(Records excerpted from a collection)

------------------------------------

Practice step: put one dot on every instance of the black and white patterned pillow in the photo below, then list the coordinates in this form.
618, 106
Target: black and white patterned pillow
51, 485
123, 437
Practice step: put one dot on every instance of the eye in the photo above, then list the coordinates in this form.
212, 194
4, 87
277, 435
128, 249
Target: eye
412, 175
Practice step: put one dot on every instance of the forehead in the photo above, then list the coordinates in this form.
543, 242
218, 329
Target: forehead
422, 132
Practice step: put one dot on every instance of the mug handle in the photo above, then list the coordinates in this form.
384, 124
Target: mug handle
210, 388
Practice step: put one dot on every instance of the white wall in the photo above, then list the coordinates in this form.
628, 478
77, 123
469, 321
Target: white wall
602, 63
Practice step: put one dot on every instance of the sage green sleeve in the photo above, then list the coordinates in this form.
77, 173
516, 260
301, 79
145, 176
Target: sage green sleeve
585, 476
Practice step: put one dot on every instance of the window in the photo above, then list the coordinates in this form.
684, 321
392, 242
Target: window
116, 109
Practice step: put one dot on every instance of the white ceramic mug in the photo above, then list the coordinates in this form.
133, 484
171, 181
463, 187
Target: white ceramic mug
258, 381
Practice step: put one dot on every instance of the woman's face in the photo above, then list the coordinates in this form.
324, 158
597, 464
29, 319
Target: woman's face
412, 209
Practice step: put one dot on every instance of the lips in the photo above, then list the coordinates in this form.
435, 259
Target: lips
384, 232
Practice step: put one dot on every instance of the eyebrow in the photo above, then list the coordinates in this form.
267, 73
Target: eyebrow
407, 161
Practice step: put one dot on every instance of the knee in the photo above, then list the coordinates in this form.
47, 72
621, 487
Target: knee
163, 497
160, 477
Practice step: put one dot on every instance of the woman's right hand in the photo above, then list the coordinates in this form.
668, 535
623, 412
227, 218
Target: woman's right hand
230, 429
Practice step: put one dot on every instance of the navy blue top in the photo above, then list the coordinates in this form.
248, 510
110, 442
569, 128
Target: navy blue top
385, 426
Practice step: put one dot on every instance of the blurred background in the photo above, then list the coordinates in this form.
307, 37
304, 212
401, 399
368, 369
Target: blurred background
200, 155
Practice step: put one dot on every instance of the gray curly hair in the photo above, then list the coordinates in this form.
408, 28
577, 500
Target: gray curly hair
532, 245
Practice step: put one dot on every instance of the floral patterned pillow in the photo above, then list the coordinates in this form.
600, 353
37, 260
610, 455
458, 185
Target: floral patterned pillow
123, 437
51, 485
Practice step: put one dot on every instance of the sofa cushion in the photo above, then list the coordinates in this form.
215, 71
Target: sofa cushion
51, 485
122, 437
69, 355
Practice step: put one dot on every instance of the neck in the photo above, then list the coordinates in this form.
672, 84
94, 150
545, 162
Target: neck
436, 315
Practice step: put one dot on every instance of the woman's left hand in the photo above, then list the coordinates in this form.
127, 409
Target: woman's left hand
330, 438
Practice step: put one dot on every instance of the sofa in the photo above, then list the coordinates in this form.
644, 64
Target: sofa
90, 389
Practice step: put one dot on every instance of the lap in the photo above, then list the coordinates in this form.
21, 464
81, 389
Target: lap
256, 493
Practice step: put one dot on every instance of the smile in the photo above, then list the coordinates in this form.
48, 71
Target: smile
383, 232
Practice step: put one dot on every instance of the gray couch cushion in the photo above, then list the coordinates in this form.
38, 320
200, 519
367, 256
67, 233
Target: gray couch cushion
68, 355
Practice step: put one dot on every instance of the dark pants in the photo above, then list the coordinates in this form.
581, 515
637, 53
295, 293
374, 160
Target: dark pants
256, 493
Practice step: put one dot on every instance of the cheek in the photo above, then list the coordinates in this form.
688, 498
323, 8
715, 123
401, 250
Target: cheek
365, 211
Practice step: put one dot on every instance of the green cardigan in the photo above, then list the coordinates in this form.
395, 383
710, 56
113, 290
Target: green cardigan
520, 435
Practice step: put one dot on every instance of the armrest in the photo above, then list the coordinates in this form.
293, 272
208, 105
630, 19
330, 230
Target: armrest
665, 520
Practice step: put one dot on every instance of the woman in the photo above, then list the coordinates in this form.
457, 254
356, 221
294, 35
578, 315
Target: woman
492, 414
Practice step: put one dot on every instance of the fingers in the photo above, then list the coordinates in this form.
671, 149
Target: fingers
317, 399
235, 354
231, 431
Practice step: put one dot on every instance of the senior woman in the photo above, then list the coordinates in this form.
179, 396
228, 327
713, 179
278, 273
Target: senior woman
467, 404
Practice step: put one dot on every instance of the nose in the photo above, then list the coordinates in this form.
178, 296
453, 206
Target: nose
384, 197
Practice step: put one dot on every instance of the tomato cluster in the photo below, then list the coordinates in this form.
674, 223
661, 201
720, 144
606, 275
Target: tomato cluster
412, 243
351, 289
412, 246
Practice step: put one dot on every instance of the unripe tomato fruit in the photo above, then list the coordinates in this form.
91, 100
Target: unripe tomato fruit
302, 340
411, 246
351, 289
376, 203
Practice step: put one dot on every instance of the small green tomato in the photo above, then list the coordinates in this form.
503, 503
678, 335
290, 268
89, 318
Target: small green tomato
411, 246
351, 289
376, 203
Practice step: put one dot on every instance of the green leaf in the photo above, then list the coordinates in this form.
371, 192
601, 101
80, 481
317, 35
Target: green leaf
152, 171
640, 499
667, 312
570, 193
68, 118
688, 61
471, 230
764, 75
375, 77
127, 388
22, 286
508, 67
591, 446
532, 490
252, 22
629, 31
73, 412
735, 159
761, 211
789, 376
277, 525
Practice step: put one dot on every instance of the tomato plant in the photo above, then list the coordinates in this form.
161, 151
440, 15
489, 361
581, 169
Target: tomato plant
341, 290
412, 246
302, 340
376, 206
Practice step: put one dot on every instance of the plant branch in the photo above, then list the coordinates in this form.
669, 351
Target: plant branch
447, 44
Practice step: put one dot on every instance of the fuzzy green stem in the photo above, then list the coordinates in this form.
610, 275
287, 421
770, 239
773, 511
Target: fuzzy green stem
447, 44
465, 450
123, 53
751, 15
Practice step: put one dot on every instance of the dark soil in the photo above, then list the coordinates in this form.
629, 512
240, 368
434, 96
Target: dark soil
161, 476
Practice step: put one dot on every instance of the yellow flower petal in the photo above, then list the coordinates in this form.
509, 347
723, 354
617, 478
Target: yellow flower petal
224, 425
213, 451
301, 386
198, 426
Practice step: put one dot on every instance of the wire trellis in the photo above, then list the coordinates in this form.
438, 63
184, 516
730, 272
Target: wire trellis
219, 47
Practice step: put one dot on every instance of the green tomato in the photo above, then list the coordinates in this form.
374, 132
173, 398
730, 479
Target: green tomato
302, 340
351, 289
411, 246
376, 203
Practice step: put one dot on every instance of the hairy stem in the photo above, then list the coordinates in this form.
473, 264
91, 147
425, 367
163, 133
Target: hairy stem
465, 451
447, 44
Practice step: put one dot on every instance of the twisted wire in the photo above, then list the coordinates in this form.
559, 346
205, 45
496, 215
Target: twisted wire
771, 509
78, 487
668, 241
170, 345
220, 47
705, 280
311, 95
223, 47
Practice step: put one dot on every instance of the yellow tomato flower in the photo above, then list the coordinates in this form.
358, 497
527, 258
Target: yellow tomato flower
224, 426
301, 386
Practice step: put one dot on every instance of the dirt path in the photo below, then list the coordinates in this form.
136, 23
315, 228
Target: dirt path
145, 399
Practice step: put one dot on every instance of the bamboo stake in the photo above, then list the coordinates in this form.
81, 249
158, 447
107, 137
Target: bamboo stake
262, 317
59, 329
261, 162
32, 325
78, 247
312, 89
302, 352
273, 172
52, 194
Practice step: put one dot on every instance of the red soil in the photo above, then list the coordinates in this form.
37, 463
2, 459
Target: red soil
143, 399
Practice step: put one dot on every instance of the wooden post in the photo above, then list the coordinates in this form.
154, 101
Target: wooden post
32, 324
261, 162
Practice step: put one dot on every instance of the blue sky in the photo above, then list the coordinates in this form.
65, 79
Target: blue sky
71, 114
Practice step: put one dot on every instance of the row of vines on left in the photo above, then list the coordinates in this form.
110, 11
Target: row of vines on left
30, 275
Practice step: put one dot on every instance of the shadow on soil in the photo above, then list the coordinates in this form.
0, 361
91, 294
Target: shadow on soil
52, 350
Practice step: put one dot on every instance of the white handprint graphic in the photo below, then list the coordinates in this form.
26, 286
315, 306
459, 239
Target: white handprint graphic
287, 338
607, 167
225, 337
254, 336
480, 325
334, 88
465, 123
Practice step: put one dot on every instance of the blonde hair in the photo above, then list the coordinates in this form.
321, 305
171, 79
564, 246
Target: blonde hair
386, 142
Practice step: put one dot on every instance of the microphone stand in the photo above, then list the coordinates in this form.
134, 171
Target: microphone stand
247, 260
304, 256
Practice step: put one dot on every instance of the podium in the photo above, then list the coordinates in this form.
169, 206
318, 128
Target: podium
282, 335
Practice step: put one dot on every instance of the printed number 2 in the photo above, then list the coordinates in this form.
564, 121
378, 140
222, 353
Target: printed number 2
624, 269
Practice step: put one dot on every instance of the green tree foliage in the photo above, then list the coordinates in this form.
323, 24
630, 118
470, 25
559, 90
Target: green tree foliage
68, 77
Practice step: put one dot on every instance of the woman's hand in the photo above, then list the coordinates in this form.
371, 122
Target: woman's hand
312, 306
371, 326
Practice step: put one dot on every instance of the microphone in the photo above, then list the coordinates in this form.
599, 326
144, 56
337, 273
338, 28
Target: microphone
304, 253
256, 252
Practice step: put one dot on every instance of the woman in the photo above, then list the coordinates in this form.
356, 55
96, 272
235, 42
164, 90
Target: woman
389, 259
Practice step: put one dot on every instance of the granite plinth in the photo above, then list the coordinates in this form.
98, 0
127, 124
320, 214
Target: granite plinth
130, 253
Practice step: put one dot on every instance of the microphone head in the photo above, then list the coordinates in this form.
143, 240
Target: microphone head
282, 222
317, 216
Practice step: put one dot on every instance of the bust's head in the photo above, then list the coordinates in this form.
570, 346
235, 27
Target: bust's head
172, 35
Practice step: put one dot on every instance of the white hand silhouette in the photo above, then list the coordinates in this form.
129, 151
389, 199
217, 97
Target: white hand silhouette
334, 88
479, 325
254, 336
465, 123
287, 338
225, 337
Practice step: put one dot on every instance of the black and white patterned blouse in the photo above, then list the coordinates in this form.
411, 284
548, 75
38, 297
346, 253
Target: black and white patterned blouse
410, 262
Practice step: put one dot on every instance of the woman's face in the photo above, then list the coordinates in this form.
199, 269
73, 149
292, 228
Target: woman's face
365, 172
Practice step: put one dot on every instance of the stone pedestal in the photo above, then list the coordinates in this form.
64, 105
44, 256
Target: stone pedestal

------------------------------------

Exercise: Using the material above, extract the line that contains "the woman's hand" and every line after it, exactly as given; stop at the last line.

Reply to the exercise:
Practice step: put one dot on every instance of the woman's hand in the photo above, then list the coordinates in this form.
371, 122
Target: woman's hand
312, 306
371, 326
Practice step: put one dot on every instance of the microphone in the photo above, then list the coordinates in this form.
599, 326
144, 56
337, 273
338, 28
Target: microphone
304, 253
256, 252
Practice step: put one dot on every instance of the woman in the photo above, then list the coordinates in this form.
356, 55
96, 272
235, 42
164, 90
Target: woman
389, 259
Practice step: put one dot on every instance of the granite plinth in the photo above, then list the coordinates in this form.
98, 0
127, 124
320, 214
Target: granite plinth
130, 253
Practice step: put one dot on every instance of the microphone head in the photo above, then list the coordinates in this form.
143, 240
Target: microphone head
282, 222
317, 216
Practice step: put one dot on every instance of the bust's head in the photo above, then list the coordinates in this form.
570, 346
235, 27
Target: bust's head
172, 35
Practice step: put one dot on every instance of the white hand silhouette in the photo above, then list the coordinates in this form.
129, 151
389, 199
217, 97
Target: white hand silhouette
334, 88
479, 325
254, 336
465, 123
287, 338
225, 337
Practice step: put one dot on every instance of the black and white patterned blouse in the photo above, then list the coordinates in this form.
411, 284
548, 75
38, 297
346, 253
Target: black and white patterned blouse
410, 262
Practice step: put one dot on every instance of the woman's face in the photo above, then list the coordinates in this form.
199, 269
73, 149
292, 228
Target: woman's face
365, 172
Practice step: put one dot on every instance of the stone pedestal in the photo above, then list the coordinates in this form.
64, 105
44, 256
Target: stone pedestal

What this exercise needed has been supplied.